→ **Written instruction**
Reproduce every line from the line with "plume as a single marker per instance." up to and including the line with "point(18, 54)". Add -68 to each coordinate in the answer points and leave all other lines as they are.
— begin —
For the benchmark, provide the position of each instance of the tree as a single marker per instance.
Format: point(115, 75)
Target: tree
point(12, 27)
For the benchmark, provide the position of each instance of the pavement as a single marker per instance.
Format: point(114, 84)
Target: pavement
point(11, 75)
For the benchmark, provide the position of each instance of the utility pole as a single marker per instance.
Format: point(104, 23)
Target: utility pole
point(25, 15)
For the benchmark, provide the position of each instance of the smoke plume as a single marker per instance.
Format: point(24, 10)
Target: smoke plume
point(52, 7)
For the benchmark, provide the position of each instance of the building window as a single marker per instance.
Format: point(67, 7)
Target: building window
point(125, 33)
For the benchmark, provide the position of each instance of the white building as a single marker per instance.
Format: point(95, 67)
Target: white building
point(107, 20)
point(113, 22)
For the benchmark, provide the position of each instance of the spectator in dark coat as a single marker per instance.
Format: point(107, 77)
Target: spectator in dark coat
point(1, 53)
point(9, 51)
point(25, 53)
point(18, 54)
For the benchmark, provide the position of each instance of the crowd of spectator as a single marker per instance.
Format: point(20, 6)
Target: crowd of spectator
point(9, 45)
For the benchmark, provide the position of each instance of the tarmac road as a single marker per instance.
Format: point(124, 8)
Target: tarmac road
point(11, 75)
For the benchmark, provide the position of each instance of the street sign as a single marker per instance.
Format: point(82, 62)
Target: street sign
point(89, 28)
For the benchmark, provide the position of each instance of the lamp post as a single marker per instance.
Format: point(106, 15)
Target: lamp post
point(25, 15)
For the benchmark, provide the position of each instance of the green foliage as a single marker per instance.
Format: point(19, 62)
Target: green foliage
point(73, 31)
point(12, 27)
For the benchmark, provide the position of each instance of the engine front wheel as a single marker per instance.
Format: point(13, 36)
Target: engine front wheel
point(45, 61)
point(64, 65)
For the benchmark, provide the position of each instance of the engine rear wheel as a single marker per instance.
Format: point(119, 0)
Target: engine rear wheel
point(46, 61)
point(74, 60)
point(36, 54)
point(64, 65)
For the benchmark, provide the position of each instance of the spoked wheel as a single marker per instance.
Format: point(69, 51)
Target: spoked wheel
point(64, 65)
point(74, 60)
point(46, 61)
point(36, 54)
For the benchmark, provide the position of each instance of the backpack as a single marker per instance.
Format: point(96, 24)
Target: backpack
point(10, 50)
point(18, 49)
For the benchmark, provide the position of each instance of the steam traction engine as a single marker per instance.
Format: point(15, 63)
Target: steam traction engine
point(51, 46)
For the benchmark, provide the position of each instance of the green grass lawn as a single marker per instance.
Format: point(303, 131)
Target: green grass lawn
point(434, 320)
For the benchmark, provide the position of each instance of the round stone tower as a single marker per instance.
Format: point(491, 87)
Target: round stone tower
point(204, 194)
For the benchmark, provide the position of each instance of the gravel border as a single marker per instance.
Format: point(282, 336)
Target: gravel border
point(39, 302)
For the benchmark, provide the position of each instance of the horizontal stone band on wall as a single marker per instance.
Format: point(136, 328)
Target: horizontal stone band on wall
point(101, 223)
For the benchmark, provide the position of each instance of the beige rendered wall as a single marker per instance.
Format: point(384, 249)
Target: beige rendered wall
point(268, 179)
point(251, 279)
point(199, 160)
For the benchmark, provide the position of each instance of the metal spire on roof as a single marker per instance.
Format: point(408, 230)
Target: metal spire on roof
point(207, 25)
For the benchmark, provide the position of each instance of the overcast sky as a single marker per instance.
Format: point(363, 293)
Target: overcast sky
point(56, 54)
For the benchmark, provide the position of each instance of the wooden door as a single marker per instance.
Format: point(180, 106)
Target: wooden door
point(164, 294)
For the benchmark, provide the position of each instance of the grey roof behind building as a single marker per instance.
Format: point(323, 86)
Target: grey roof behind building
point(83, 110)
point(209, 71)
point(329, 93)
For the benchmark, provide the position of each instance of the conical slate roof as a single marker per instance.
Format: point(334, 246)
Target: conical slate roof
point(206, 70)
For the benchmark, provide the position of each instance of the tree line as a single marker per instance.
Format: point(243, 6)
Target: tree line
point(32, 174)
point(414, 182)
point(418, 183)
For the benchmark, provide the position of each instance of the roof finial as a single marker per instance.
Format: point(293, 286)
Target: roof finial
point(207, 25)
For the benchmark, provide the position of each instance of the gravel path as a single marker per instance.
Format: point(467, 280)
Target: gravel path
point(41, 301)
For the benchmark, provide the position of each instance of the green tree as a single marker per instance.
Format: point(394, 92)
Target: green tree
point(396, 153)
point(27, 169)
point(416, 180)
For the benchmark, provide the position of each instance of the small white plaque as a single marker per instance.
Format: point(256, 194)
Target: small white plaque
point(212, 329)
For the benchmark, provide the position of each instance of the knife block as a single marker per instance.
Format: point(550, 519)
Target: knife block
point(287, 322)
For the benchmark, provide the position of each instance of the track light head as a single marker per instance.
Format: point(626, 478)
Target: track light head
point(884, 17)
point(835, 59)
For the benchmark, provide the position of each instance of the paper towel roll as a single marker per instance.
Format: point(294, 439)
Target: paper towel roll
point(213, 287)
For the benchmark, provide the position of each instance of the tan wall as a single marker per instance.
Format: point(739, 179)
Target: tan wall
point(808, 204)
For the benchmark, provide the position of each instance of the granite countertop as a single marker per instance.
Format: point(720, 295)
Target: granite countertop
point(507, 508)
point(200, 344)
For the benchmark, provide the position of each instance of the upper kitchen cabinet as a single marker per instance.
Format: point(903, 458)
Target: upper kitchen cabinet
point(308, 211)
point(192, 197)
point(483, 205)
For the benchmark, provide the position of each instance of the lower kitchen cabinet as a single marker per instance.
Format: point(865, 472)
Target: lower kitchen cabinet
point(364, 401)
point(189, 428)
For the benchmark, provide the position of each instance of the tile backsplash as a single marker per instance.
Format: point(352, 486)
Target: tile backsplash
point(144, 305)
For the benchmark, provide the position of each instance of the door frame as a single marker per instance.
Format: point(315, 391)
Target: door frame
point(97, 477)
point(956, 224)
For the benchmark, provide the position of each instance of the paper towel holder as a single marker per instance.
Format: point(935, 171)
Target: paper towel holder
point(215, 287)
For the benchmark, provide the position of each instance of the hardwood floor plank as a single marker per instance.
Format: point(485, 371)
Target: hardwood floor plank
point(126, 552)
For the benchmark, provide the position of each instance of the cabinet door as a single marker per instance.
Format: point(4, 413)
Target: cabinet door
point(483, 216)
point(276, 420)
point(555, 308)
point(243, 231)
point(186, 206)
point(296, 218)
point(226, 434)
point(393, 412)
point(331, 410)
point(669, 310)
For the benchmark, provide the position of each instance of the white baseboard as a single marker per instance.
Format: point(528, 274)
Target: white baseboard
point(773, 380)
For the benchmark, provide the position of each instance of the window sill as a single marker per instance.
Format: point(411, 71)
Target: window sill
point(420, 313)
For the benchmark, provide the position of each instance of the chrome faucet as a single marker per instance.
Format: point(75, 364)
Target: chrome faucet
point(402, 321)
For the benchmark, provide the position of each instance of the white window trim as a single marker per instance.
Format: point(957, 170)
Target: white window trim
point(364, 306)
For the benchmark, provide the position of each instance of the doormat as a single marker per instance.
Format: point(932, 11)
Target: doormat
— end —
→ **Result**
For the benchmark, provide the position of each instance of the smoke plume as a single marker per instance.
Format: point(24, 10)
Target: smoke plume
point(-16, -61)
For the benchmark, provide the position of each instance of the building window as a single marker per instance.
Format: point(67, 7)
Target: building window
point(57, -35)
For the benchmark, provide the position of each instance of the white building as a single marker per instance.
Format: point(95, 67)
Target: white building
point(39, -48)
point(45, -46)
For the benchmark, provide the position of each instance of the spectator in dark coat as a single marker per instance.
Format: point(107, 77)
Target: spectator in dark coat
point(-67, -15)
point(-59, -17)
point(-43, -15)
point(-50, -14)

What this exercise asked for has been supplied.